- _DATA LISTING_
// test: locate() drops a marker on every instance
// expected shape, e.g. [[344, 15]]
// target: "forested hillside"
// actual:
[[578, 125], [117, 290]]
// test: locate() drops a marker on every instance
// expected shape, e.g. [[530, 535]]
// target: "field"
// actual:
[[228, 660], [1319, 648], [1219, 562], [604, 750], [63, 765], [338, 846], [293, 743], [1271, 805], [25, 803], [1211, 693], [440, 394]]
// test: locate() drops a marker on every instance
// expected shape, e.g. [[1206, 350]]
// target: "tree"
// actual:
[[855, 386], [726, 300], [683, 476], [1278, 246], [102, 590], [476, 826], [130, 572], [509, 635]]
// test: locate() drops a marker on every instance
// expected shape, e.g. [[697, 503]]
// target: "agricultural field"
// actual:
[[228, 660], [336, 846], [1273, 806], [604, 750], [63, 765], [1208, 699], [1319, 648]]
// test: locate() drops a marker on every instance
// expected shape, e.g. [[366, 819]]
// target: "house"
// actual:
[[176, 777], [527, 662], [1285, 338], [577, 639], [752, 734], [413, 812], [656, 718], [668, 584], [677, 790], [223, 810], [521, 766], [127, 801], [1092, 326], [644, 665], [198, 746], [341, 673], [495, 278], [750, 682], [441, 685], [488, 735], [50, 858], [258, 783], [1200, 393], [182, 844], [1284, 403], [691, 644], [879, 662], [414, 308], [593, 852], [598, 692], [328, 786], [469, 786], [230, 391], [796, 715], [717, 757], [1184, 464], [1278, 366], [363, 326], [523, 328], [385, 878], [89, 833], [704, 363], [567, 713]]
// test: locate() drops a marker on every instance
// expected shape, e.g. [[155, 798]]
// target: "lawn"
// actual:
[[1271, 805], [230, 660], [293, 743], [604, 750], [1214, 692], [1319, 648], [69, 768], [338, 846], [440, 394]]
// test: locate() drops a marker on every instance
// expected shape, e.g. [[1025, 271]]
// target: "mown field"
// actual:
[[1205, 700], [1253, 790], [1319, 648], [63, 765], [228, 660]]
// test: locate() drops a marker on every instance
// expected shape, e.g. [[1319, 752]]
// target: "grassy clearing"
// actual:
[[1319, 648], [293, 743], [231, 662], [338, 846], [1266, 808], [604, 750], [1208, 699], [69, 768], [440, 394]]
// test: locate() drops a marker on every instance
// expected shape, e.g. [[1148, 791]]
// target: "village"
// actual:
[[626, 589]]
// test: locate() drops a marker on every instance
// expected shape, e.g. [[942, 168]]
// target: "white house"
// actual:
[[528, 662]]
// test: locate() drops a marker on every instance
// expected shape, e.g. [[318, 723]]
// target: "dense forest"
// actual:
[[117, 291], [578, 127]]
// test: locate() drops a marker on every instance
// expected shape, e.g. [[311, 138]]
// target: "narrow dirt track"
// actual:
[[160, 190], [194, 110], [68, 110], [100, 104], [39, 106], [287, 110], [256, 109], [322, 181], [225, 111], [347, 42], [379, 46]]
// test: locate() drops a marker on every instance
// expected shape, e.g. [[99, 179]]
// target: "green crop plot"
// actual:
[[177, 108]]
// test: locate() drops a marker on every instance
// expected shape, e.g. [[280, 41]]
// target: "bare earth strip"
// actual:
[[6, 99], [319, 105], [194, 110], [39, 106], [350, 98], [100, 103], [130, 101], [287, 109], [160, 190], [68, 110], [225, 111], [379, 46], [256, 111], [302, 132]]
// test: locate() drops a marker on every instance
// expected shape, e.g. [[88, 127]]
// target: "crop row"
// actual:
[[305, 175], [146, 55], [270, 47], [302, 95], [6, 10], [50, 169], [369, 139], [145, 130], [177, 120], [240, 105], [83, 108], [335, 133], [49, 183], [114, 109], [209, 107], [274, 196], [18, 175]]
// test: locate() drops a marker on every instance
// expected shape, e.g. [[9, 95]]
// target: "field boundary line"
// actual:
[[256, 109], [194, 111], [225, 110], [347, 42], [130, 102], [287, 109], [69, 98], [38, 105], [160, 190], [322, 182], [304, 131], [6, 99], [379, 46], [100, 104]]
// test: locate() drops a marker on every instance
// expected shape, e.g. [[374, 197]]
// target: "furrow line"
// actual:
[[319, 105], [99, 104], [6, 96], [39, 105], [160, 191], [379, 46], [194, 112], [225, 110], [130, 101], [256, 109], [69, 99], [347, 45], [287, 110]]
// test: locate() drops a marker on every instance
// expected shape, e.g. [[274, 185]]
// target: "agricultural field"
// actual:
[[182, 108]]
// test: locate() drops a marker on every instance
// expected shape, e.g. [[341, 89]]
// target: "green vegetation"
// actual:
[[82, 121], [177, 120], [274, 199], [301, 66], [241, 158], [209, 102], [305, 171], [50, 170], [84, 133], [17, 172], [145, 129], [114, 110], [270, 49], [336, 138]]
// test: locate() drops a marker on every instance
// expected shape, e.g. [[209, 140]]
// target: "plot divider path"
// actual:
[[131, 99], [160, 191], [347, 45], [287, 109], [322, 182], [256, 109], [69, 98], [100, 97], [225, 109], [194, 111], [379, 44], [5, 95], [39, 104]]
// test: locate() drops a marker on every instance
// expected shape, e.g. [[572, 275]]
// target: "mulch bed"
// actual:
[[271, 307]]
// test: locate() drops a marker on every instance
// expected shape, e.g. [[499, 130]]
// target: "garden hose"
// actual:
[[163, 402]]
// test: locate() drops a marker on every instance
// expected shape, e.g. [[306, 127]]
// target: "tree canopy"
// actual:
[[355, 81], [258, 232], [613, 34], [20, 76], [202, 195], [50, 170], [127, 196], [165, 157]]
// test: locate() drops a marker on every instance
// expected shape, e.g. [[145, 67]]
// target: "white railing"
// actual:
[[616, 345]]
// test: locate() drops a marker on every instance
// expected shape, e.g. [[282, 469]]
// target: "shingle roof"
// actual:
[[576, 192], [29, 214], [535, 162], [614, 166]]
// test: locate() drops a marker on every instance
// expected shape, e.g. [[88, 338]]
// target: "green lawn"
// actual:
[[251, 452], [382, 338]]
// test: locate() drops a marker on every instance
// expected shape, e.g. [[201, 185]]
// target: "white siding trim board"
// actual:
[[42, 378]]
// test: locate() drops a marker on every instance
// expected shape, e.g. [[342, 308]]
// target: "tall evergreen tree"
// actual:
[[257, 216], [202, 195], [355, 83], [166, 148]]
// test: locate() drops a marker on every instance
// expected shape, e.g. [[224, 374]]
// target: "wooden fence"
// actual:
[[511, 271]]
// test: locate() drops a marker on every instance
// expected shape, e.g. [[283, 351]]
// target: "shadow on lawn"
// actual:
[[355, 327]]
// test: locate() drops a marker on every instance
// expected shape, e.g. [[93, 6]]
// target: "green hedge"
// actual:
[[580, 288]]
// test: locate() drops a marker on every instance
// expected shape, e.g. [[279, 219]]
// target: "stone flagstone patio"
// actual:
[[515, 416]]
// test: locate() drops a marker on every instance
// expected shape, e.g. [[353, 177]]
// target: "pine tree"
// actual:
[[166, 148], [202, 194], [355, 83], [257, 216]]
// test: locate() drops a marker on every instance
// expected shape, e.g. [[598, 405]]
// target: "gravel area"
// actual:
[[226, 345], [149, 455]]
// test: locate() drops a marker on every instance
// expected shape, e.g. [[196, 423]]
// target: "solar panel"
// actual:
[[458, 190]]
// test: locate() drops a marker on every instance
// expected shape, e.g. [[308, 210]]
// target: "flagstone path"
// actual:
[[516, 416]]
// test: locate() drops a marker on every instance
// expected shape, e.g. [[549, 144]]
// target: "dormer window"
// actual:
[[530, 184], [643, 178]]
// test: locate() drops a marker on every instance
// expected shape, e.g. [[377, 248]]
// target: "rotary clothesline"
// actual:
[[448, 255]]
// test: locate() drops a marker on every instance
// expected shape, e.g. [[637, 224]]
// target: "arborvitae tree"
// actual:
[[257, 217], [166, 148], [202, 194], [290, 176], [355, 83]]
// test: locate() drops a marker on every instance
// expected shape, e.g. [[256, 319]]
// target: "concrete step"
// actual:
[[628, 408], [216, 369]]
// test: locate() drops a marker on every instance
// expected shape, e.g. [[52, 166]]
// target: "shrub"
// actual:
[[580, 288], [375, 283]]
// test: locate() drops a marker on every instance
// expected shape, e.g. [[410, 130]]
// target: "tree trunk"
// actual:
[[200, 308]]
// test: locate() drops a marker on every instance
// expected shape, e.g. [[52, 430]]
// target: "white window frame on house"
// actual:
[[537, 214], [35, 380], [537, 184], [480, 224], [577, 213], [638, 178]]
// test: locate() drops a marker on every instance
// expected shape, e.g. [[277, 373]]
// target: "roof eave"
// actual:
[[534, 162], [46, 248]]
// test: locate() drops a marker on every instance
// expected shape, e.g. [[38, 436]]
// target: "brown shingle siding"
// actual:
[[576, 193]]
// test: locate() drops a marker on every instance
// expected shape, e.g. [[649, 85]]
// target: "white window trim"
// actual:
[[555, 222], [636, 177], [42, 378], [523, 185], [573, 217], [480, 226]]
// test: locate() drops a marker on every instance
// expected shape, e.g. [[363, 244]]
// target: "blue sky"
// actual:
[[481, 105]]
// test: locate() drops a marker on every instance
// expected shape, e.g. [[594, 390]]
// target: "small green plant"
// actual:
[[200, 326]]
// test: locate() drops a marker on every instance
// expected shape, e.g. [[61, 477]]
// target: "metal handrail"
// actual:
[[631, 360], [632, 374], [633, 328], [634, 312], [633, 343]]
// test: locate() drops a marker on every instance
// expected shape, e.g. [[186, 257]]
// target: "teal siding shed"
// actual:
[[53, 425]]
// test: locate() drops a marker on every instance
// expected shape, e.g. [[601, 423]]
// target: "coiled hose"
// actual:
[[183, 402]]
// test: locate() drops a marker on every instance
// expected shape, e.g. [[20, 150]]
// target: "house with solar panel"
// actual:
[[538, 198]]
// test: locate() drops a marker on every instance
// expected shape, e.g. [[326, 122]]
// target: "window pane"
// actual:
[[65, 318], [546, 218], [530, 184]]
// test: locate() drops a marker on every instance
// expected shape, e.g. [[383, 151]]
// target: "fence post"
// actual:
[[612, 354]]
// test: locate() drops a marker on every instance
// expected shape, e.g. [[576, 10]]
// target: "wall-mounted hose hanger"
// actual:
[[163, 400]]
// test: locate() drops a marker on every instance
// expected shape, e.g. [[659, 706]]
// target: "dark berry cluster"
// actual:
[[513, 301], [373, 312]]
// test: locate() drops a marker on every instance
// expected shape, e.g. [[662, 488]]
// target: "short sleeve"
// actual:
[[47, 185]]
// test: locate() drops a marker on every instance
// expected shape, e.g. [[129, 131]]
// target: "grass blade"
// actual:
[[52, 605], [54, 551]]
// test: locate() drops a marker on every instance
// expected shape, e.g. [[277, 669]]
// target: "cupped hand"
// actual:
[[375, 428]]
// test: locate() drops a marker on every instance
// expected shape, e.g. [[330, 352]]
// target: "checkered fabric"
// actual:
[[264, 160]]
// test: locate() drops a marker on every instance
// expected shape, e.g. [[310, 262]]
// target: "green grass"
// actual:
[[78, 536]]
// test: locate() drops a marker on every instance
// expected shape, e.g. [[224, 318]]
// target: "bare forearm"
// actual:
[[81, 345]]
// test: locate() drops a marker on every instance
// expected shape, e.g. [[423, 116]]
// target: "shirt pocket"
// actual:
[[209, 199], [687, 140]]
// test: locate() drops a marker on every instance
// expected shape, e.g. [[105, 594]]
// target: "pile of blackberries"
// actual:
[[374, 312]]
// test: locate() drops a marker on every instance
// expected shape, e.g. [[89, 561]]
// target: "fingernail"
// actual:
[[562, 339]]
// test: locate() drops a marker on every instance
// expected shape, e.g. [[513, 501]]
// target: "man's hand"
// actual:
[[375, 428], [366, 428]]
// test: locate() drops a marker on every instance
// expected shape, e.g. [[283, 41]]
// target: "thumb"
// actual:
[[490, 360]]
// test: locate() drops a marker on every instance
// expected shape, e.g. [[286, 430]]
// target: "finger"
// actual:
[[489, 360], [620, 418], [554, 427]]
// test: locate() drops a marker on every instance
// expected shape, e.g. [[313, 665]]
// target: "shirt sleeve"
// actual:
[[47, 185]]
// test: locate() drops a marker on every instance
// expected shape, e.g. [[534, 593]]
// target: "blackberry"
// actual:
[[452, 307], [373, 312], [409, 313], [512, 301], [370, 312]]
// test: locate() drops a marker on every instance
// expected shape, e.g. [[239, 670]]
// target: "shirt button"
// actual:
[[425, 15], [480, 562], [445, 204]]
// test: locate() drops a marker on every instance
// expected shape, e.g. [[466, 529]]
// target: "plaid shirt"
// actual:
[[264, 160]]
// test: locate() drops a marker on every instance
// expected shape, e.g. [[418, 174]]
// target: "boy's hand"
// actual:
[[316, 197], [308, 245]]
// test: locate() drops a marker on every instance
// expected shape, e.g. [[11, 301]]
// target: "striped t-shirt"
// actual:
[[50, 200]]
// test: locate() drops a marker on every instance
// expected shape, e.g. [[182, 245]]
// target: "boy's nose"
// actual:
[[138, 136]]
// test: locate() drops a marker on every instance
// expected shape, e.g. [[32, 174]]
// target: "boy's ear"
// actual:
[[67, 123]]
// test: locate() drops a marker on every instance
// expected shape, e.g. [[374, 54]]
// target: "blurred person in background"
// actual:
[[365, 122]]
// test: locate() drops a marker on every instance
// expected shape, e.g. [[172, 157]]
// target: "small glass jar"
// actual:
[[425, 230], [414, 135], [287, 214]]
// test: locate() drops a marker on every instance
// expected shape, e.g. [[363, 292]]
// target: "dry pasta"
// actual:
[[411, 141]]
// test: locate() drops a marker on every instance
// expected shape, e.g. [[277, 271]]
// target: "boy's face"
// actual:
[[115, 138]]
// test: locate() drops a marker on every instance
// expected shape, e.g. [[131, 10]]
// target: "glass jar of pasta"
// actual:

- _EXERCISE_
Once you have counted the lines above that contain "shirt", give that number alone.

- _ANSWER SPACE_
5